## TASK REQUIREMENTS
Print the listing from its first line through the line containing "box: [258, 0, 336, 35]", both included, character for character. Omit the pictures from your answer.
· · · · ·
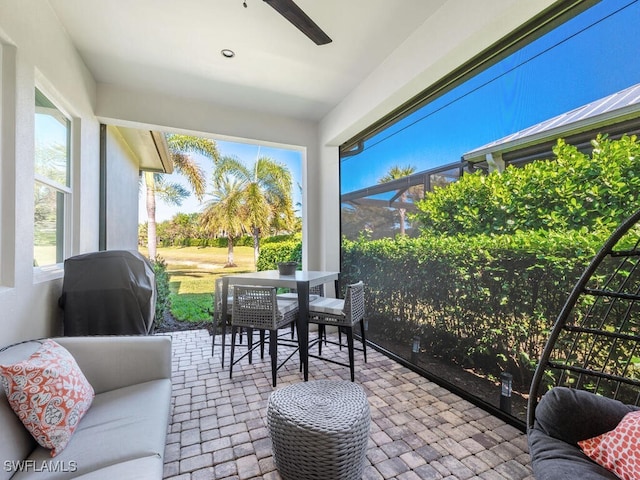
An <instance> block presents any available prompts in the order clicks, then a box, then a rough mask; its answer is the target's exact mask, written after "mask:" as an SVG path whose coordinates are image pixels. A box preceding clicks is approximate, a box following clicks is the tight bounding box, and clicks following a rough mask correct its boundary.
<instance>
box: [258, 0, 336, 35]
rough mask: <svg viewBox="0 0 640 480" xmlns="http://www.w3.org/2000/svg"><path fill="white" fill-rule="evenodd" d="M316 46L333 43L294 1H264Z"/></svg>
mask: <svg viewBox="0 0 640 480" xmlns="http://www.w3.org/2000/svg"><path fill="white" fill-rule="evenodd" d="M264 1H265V2H267V3H268V4H269V5H271V6H272V7H273V8H274V9H275V10H276V11H277V12H278V13H280V15H282V16H283V17H284V18H286V19H287V20H289V21H290V22H291V23H292V24H293V25H294V26H295V27H296V28H298V30H300V31H301V32H302V33H304V34H305V35H306V36H307V37H309V38H310V39H311V40H313V41H314V42H315V44H316V45H325V44H327V43H331V39H330V38H329V36H328V35H327V34H326V33H324V32H323V31H322V29H321V28H320V27H319V26H318V25H317V24H316V23H315V22H314V21H313V20H311V18H309V16H308V15H307V14H306V13H304V12H303V11H302V9H301V8H300V7H299V6H298V5H296V4H295V3H294V2H293V0H264Z"/></svg>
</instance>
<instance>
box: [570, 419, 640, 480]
mask: <svg viewBox="0 0 640 480" xmlns="http://www.w3.org/2000/svg"><path fill="white" fill-rule="evenodd" d="M578 446H579V447H580V448H581V449H582V451H583V452H584V453H585V454H586V455H587V456H588V457H589V458H591V459H592V460H593V461H594V462H596V463H598V464H600V465H602V466H603V467H605V468H606V469H607V470H610V471H612V472H613V473H615V474H616V475H617V476H618V477H620V478H621V479H622V480H638V479H640V410H639V411H636V412H630V413H627V414H626V415H625V416H624V418H623V419H622V421H621V422H620V423H619V424H618V426H617V427H616V428H614V429H613V430H611V431H610V432H607V433H603V434H602V435H598V436H597V437H593V438H589V439H588V440H582V441H581V442H578Z"/></svg>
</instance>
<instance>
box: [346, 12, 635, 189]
mask: <svg viewBox="0 0 640 480" xmlns="http://www.w3.org/2000/svg"><path fill="white" fill-rule="evenodd" d="M618 10H620V11H619V12H617V11H618ZM614 12H617V13H614ZM593 24H595V25H593ZM591 25H593V26H591ZM638 25H640V2H638V1H631V0H603V1H602V2H600V3H599V4H597V5H595V6H594V7H592V8H591V9H589V10H587V11H585V12H584V13H582V14H581V15H579V16H578V17H576V18H574V19H572V20H570V21H569V22H567V23H565V24H564V25H562V26H561V27H560V28H558V29H556V30H554V31H552V32H550V33H548V34H546V35H545V36H543V37H541V38H539V39H538V40H536V41H535V42H533V43H532V44H530V45H529V46H527V47H526V48H525V49H523V50H520V51H518V52H516V53H515V54H513V55H511V56H510V57H508V58H506V59H504V60H503V61H501V62H499V63H498V64H496V65H494V66H493V67H490V68H489V69H487V70H485V71H484V72H482V73H481V74H480V75H478V76H476V77H475V78H473V79H471V80H469V81H467V82H466V83H464V84H462V85H460V86H459V87H457V88H455V89H454V90H452V91H450V92H448V93H447V94H445V95H443V96H442V97H440V98H438V99H437V100H435V101H433V102H431V103H430V104H428V105H426V106H425V107H423V108H422V109H420V110H418V111H416V112H414V113H413V114H411V115H410V116H408V117H406V118H405V119H403V120H401V121H400V122H398V123H397V124H395V125H393V126H392V127H390V128H388V129H386V130H385V131H383V132H381V133H380V134H378V135H377V136H375V137H373V138H371V139H369V140H367V141H366V142H365V149H364V151H363V153H361V154H359V155H356V156H353V157H347V158H346V159H344V160H343V161H342V162H341V189H342V193H347V192H350V191H353V190H359V189H361V188H365V187H369V186H371V185H375V184H376V183H378V181H379V179H380V178H381V177H382V176H384V175H385V173H386V172H387V171H388V170H389V168H390V167H392V166H394V165H398V166H402V167H404V166H408V165H411V166H414V167H415V168H416V171H421V170H427V169H430V168H434V167H437V166H440V165H445V164H448V163H453V162H458V161H460V158H461V156H462V154H464V153H466V152H467V151H470V150H473V149H474V148H477V147H479V146H482V145H484V144H486V143H489V142H491V141H493V140H497V139H499V138H502V137H504V136H506V135H508V134H511V133H514V132H517V131H519V130H522V129H524V128H526V127H529V126H531V125H534V124H536V123H539V122H541V121H543V120H546V119H548V118H551V117H554V116H556V115H559V114H561V113H563V112H566V111H569V110H572V109H574V108H576V107H579V106H581V105H584V104H586V103H589V102H592V101H594V100H597V99H599V98H602V97H605V96H607V95H609V94H611V93H614V92H616V91H619V90H622V89H624V88H626V87H629V86H631V85H634V84H636V83H640V28H638Z"/></svg>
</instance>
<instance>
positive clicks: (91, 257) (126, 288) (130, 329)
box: [58, 250, 156, 336]
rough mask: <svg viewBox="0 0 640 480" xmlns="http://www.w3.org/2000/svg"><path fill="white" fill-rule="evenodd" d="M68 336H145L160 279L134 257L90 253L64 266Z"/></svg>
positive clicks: (65, 294) (69, 258) (130, 251)
mask: <svg viewBox="0 0 640 480" xmlns="http://www.w3.org/2000/svg"><path fill="white" fill-rule="evenodd" d="M58 304H59V305H60V307H61V308H62V309H63V310H64V335H65V336H80V335H140V334H143V335H146V334H148V333H149V332H150V331H151V327H152V326H153V320H154V317H155V304H156V290H155V275H154V273H153V268H152V267H151V265H150V263H149V261H148V260H147V259H146V258H145V257H143V256H142V255H141V254H140V253H138V252H135V251H125V250H112V251H103V252H95V253H87V254H84V255H78V256H75V257H71V258H68V259H67V260H65V262H64V281H63V285H62V295H61V297H60V299H59V300H58Z"/></svg>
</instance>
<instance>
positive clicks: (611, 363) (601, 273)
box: [527, 210, 640, 480]
mask: <svg viewBox="0 0 640 480" xmlns="http://www.w3.org/2000/svg"><path fill="white" fill-rule="evenodd" d="M639 404H640V210H639V211H637V212H636V213H635V214H633V215H632V216H631V217H629V218H628V219H627V220H626V221H625V222H624V223H623V224H622V225H620V227H618V229H617V230H616V231H615V232H614V233H613V234H612V235H611V236H610V237H609V239H608V240H607V242H606V243H605V244H604V246H603V247H602V248H601V249H600V251H599V252H598V253H597V255H596V256H595V257H594V259H593V260H592V261H591V263H590V264H589V266H588V267H587V268H586V270H585V271H584V273H583V274H582V276H581V277H580V280H579V281H578V283H577V284H576V285H575V287H574V289H573V291H572V292H571V294H570V296H569V298H568V299H567V302H566V303H565V305H564V307H563V308H562V311H561V312H560V314H559V316H558V318H557V320H556V322H555V324H554V326H553V329H552V330H551V333H550V336H549V339H548V341H547V344H546V346H545V348H544V351H543V353H542V356H541V358H540V362H539V364H538V367H537V369H536V372H535V374H534V377H533V381H532V384H531V389H530V392H529V405H528V413H527V432H528V438H529V449H530V454H531V460H532V465H533V470H534V475H535V476H536V479H538V480H550V479H563V478H580V479H581V480H589V479H602V478H607V479H612V480H614V479H616V478H617V477H616V476H615V475H613V473H611V472H610V471H608V470H606V469H604V468H603V467H601V466H600V465H598V464H596V463H594V462H592V461H591V460H590V459H589V458H588V457H587V456H586V455H584V454H583V452H582V451H581V450H580V449H579V447H578V445H577V442H578V441H580V440H585V439H588V438H592V437H595V436H597V435H600V434H602V433H605V432H607V431H610V430H612V429H614V428H615V427H616V425H617V424H618V423H619V422H620V420H622V418H623V417H624V415H625V414H626V413H628V412H630V411H633V410H637V409H638V405H639Z"/></svg>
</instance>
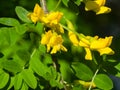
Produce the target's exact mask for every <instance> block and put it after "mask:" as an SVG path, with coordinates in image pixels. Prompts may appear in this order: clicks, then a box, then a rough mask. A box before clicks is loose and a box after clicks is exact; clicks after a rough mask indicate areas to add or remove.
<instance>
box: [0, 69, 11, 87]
mask: <svg viewBox="0 0 120 90" xmlns="http://www.w3.org/2000/svg"><path fill="white" fill-rule="evenodd" d="M0 80H1V82H0V89H2V88H4V87H5V85H6V84H7V83H8V81H9V74H8V73H6V72H4V71H3V70H1V69H0Z"/></svg>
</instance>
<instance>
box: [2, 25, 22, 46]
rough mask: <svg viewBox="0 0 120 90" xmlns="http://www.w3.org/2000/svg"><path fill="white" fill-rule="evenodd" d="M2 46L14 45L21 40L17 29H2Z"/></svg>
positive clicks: (11, 28)
mask: <svg viewBox="0 0 120 90" xmlns="http://www.w3.org/2000/svg"><path fill="white" fill-rule="evenodd" d="M0 38H2V39H1V40H0V45H2V46H4V45H5V46H6V44H8V45H14V44H15V43H16V42H17V40H18V39H19V38H20V35H19V34H18V33H17V32H16V31H15V28H8V27H2V28H0Z"/></svg>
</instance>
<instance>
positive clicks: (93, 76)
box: [88, 65, 100, 90]
mask: <svg viewBox="0 0 120 90" xmlns="http://www.w3.org/2000/svg"><path fill="white" fill-rule="evenodd" d="M99 70H100V65H99V67H98V68H97V70H96V71H95V74H94V76H93V77H92V81H91V84H90V86H89V89H88V90H91V88H92V84H93V82H94V79H95V77H96V75H97V73H98V72H99Z"/></svg>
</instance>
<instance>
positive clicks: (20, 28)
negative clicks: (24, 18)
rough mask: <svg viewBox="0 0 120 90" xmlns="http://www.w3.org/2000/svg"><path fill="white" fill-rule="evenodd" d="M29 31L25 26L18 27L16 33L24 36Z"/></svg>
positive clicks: (25, 26)
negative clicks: (26, 31)
mask: <svg viewBox="0 0 120 90" xmlns="http://www.w3.org/2000/svg"><path fill="white" fill-rule="evenodd" d="M26 31H27V27H26V26H25V25H17V26H16V32H17V33H18V34H24V33H25V32H26Z"/></svg>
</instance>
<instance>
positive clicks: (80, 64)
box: [72, 62, 93, 80]
mask: <svg viewBox="0 0 120 90" xmlns="http://www.w3.org/2000/svg"><path fill="white" fill-rule="evenodd" d="M72 68H73V69H74V70H75V73H76V76H77V77H78V78H80V79H82V80H91V79H92V77H93V72H92V70H91V69H90V68H89V67H88V66H86V65H85V64H83V63H79V62H76V63H73V64H72Z"/></svg>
· · · · ·
## ANSWER TO THE PROBLEM
An <instance> block presents any available prompts in the order clicks, then a box, then a rough mask; its answer is the target's exact mask, written after "mask:" as an SVG path whose coordinates are image pixels. A box preceding clicks is approximate, a box following clicks is the tight bounding box, and clicks following a rough mask correct its boundary.
<instance>
box: [258, 0, 336, 35]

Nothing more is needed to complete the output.